══ Data

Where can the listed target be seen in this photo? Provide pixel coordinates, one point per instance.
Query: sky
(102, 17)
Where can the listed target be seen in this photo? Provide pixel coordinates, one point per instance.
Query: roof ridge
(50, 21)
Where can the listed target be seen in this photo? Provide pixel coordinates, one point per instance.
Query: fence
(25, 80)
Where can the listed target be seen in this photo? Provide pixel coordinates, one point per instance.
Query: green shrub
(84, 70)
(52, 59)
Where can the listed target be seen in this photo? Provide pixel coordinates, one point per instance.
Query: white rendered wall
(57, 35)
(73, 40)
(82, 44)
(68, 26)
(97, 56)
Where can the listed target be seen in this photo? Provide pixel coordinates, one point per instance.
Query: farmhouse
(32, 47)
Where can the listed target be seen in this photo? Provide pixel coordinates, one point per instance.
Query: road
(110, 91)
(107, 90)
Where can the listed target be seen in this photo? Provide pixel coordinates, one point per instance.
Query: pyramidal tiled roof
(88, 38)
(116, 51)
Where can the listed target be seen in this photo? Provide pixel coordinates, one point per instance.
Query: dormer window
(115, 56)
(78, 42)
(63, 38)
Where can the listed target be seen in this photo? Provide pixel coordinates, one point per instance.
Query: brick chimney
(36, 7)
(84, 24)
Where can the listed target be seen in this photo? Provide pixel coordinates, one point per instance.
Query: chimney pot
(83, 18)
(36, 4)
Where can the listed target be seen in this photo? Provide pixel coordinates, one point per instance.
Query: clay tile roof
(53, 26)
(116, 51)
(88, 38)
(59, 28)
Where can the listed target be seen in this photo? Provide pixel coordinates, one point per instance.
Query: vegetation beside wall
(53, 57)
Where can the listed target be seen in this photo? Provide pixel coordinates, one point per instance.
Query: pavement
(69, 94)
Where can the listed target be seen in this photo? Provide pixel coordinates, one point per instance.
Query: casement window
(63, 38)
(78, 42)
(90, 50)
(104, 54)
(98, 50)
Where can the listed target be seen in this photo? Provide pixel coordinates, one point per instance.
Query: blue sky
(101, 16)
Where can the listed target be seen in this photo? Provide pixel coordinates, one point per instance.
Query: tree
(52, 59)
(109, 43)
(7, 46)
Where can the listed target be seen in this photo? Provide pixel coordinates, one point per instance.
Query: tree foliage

════
══ Data

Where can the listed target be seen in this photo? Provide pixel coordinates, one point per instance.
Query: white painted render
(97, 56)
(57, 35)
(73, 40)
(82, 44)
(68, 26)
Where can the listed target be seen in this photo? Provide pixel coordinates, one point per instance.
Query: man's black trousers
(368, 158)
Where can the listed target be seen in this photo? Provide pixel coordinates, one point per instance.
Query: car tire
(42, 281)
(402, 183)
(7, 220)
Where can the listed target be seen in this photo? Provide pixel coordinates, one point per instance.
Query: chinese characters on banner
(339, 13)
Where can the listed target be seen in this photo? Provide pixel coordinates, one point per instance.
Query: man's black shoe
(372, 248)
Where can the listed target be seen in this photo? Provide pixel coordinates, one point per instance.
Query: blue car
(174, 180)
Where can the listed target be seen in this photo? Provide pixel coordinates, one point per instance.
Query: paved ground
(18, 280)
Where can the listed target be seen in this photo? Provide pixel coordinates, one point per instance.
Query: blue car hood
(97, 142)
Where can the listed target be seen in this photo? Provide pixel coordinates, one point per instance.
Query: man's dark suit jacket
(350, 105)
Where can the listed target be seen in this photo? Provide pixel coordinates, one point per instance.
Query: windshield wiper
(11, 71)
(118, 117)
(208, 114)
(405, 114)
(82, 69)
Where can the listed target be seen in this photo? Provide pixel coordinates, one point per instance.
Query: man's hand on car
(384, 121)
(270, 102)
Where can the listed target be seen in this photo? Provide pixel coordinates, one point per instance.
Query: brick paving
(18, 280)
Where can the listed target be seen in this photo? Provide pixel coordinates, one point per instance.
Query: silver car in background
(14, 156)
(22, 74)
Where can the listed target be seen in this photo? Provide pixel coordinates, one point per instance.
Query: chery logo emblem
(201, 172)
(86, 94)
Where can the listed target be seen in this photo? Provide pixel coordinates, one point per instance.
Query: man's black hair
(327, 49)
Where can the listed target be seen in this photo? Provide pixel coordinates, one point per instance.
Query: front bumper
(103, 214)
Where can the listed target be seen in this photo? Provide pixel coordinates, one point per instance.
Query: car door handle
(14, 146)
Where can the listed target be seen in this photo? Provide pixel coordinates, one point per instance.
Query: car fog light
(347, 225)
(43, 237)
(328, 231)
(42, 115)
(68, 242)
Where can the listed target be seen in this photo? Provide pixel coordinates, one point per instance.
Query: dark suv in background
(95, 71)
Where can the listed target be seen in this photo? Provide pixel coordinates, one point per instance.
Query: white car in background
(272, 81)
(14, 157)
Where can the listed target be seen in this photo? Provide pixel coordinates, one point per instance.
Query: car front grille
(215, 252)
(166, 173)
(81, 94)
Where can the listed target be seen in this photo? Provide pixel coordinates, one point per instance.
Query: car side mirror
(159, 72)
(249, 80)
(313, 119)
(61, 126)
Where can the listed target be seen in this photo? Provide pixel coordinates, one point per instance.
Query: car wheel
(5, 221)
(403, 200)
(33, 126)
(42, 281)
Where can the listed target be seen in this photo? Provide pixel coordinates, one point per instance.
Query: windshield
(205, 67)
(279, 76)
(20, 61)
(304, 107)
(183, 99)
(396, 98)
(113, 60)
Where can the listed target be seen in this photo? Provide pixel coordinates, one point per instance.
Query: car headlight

════
══ Data

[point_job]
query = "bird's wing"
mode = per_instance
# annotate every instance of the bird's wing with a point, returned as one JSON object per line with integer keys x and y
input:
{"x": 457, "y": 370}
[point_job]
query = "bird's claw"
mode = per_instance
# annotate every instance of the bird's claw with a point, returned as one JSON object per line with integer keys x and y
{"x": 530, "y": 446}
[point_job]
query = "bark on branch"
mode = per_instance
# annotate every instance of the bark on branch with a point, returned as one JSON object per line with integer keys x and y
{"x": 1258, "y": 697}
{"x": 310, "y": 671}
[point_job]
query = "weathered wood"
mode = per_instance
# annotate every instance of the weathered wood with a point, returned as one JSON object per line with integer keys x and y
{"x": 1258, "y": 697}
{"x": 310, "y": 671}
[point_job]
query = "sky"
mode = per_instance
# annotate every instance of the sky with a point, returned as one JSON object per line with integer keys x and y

════

• **What to work on**: Across all the records, find the lines containing the word "wing" and reproduce each one.

• **Response to this exercise**:
query = "bird's wing"
# annotate every instance of the bird's wing with a point, returned as one JSON object per line with integer keys x and y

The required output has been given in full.